## What is expected
How many lines in the items below contain the string "bounding", with case counting? Reply with the number alone.

Excerpts taken from a detection dataset
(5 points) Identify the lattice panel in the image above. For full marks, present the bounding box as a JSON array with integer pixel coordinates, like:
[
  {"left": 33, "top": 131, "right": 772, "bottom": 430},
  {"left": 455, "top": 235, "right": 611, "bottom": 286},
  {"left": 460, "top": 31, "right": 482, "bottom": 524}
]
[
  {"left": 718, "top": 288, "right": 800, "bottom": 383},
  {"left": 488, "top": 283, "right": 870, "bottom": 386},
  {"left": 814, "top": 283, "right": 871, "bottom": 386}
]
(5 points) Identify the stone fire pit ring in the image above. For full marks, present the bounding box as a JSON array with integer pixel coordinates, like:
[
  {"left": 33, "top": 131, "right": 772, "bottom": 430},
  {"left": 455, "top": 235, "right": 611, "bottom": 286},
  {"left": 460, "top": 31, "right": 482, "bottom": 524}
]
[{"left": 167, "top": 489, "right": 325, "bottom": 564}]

--

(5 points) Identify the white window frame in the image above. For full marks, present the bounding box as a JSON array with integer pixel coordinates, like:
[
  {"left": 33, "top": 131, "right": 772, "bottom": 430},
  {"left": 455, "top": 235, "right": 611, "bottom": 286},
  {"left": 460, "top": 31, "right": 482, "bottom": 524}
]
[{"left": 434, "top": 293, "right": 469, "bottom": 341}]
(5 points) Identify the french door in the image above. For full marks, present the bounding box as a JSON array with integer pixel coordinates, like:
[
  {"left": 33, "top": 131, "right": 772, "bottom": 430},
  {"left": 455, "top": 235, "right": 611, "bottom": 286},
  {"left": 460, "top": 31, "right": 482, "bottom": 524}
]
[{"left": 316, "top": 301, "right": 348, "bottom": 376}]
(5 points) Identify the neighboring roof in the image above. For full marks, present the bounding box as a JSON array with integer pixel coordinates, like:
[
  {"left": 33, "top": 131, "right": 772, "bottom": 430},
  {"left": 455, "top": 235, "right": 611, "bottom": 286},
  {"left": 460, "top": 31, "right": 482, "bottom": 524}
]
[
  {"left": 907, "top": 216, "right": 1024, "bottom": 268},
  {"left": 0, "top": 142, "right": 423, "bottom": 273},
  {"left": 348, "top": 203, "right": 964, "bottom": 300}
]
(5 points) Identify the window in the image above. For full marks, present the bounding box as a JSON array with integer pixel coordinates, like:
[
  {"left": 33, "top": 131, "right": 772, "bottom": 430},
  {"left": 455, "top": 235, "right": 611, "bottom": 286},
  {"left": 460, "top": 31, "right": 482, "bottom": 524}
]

## The response
6